**Information shown**.
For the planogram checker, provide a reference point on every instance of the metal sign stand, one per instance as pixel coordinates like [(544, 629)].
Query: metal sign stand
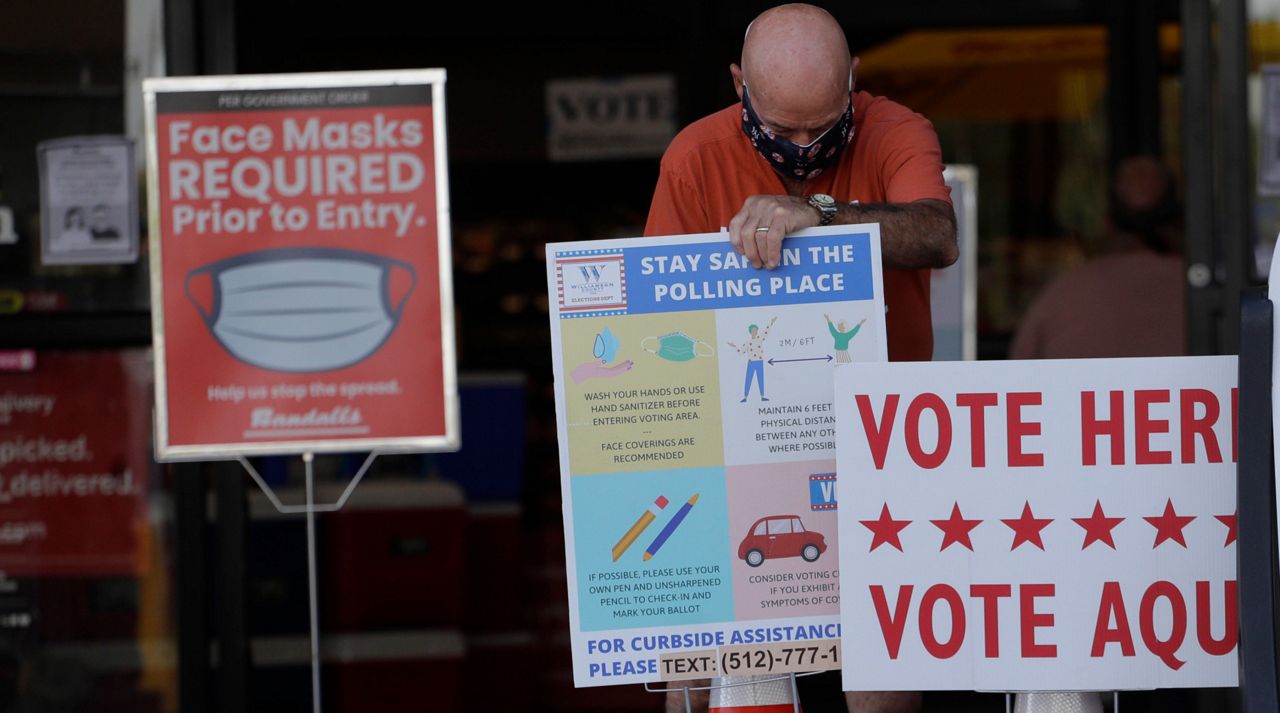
[(310, 508), (689, 708), (1256, 498)]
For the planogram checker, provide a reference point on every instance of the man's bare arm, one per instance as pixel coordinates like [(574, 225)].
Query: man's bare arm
[(913, 236)]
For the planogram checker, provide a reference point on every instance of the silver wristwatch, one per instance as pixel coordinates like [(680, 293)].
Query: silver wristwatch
[(826, 206)]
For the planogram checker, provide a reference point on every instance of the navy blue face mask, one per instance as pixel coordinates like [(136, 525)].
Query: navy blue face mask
[(792, 160)]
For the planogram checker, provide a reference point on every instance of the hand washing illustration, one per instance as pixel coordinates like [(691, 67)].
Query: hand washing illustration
[(604, 350), (301, 310)]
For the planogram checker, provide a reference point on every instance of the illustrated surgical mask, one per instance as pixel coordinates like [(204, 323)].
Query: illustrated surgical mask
[(794, 160), (676, 346), (301, 310), (606, 346)]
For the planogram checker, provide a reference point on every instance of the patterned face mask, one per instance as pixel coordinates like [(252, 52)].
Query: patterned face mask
[(794, 160)]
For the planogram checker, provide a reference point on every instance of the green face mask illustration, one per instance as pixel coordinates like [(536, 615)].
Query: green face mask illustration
[(676, 346)]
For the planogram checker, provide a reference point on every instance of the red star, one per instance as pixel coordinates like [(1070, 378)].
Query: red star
[(1229, 520), (1027, 529), (886, 529), (1097, 526), (955, 529), (1169, 526)]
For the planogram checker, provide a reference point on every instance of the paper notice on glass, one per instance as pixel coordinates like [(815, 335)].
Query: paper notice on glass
[(88, 201)]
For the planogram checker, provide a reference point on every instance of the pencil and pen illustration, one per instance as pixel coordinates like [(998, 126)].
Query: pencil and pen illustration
[(671, 528), (630, 536)]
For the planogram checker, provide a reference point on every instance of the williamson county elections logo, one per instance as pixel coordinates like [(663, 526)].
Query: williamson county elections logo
[(588, 280)]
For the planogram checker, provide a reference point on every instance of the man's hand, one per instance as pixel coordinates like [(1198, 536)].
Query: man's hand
[(757, 229), (914, 236)]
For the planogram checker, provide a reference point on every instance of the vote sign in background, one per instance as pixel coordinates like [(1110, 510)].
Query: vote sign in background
[(1038, 525)]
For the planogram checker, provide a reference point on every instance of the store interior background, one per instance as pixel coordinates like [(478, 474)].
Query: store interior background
[(474, 606)]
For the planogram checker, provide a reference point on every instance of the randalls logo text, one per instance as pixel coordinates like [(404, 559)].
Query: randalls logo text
[(266, 417)]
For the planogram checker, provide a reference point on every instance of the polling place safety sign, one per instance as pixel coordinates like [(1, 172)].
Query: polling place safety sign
[(696, 447), (1038, 525), (300, 247)]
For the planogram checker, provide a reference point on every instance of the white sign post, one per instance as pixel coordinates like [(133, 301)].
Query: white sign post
[(1038, 525)]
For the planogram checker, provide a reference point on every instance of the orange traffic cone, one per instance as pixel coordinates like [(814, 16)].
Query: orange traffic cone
[(753, 694)]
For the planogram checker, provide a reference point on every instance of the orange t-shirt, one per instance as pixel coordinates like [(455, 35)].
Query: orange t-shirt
[(711, 168)]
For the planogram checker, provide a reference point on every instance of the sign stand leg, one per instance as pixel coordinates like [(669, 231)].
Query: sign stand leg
[(311, 583)]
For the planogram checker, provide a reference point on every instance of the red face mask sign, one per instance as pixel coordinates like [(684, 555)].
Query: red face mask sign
[(300, 243)]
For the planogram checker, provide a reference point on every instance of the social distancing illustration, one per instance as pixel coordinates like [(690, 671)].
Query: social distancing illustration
[(301, 310)]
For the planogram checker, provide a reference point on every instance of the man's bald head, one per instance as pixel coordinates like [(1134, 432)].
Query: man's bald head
[(795, 56)]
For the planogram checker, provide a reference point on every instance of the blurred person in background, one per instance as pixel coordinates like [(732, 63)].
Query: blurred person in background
[(1132, 300)]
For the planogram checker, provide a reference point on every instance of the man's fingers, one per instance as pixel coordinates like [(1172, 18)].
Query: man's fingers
[(771, 247), (735, 229)]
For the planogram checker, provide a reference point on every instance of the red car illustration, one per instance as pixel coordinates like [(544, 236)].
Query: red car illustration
[(780, 535)]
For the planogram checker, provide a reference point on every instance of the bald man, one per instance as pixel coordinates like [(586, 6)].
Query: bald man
[(803, 149)]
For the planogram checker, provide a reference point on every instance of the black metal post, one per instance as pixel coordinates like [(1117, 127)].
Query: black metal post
[(1256, 543), (190, 522), (1202, 293), (1237, 187), (231, 528)]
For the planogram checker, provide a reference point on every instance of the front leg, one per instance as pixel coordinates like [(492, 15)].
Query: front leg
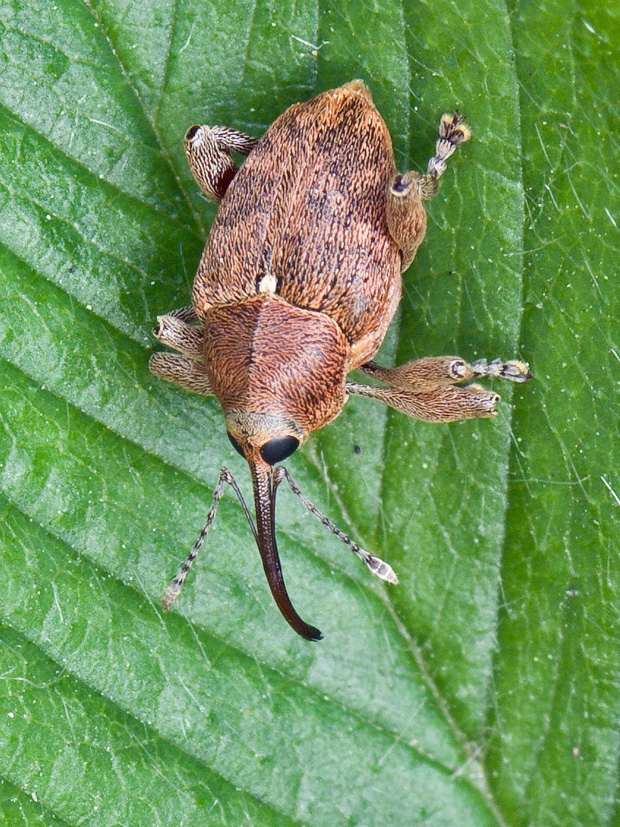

**Task**.
Rewrite the data from its first line through the line containing "[(826, 206)]", both included. Multiply every answer coordinate by 0.75 and round to the nearest whole number, with halves rounded up. Keep the requests and their sample coordinates unchanged, and omit the pictures.

**Solved exercise**.
For the planogram checker, provide a reference point on every instance of the metal sign stand, one per instance as pixel coordinates like [(544, 629)].
Query: metal sign stand
[(233, 381), (517, 531), (942, 374)]
For the planogram checker, provide a reference point on every instance of the man's bare arm, one per instance as pixel coordinates like [(574, 225)].
Query: man's bare arm
[(685, 177)]
For the planogram checker, provide a reference point on every instance of the silver wristwatch, one per instance as pixel coordinates like [(680, 293)].
Query: silver wristwatch
[(620, 155)]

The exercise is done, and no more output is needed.